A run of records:
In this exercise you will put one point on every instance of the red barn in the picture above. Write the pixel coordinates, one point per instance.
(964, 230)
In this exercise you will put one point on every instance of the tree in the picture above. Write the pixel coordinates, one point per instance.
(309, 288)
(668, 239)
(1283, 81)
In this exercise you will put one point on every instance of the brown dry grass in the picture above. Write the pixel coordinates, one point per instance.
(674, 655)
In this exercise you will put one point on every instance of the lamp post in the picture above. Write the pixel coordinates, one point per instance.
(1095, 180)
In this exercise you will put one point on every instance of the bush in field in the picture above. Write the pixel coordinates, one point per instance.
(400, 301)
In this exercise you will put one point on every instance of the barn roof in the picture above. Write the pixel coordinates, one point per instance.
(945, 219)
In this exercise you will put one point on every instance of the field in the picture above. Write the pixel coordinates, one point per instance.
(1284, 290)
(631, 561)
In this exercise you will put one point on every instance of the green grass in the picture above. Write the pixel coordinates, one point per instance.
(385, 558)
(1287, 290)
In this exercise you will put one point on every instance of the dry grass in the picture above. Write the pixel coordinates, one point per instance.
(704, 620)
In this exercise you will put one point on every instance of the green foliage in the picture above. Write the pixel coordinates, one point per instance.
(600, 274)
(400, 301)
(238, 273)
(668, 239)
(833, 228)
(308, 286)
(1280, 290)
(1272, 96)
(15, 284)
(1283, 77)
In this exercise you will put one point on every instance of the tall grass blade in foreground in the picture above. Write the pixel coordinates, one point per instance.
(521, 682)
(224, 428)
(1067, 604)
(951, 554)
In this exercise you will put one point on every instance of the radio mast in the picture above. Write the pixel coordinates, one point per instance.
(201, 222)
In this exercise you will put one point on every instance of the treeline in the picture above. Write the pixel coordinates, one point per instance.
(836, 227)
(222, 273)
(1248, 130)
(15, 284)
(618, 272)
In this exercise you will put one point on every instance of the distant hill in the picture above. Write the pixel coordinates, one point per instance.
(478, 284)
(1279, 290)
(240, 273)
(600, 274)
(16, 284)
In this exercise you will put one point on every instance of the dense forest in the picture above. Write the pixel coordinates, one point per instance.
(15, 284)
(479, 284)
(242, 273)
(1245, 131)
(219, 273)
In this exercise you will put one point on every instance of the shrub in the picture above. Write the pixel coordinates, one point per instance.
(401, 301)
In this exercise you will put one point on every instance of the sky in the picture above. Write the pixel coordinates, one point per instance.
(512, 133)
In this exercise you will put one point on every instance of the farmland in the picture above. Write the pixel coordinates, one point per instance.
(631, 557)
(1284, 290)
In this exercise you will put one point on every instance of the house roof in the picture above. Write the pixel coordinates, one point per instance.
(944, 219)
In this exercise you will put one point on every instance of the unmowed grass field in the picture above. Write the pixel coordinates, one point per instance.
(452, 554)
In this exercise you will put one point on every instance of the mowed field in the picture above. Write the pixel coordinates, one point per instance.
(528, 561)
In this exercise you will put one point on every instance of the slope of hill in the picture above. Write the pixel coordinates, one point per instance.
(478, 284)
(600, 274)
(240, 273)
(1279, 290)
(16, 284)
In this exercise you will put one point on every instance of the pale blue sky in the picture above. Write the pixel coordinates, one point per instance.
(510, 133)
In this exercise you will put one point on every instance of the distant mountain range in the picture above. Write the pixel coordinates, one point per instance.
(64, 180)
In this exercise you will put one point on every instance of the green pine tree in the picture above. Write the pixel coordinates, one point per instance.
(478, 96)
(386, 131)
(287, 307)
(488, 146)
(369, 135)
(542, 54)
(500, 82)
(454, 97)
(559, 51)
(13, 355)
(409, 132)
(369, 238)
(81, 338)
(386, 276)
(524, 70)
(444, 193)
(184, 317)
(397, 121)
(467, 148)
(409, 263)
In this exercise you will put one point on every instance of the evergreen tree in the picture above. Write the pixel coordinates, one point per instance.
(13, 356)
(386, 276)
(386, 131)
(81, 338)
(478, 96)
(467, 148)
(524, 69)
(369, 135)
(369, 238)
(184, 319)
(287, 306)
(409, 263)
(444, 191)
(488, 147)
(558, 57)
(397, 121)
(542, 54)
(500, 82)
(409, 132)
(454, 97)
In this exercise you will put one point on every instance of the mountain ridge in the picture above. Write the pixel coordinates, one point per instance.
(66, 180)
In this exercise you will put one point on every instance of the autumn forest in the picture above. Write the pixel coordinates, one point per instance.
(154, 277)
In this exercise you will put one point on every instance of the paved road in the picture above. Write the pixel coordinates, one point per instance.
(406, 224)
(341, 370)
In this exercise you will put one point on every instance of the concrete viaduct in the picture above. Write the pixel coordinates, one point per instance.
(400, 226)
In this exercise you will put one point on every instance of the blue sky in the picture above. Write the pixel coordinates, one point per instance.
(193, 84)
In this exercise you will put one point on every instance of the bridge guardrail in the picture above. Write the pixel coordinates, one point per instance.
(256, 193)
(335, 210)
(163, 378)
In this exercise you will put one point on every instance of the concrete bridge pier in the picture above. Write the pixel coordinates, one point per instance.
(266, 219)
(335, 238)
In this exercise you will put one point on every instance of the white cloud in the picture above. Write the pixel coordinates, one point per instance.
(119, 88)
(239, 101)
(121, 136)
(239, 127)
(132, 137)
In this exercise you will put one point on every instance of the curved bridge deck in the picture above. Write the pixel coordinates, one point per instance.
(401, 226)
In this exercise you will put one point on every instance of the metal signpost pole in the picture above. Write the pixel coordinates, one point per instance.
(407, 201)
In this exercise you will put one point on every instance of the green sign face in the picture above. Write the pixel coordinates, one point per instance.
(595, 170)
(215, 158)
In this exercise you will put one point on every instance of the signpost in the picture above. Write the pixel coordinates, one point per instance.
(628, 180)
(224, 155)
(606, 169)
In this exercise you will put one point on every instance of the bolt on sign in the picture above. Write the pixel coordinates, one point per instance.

### PROBLEM TO WORK ON
Emit verbatim the lines running from the one with "of the metal" through the last line of the data, both endpoints inclusive.

### REPLY
In this exercise you will put one point on every instance of the metal signpost pole in the picture above. Write the pixel coordinates, one point per instance.
(407, 201)
In this exercise you will put one point on every instance of the green sign face in the picture above. Write the pixel coordinates, one point per instance.
(595, 170)
(215, 158)
In this exercise you will put one point on every instance of the signpost in the picture above. Write the pixel coordinates, one point per instance.
(628, 180)
(224, 155)
(606, 169)
In this exercise you will put one point on every instance of the bolt on sign in the picture above. Write the pixel coordinates, one point per instance.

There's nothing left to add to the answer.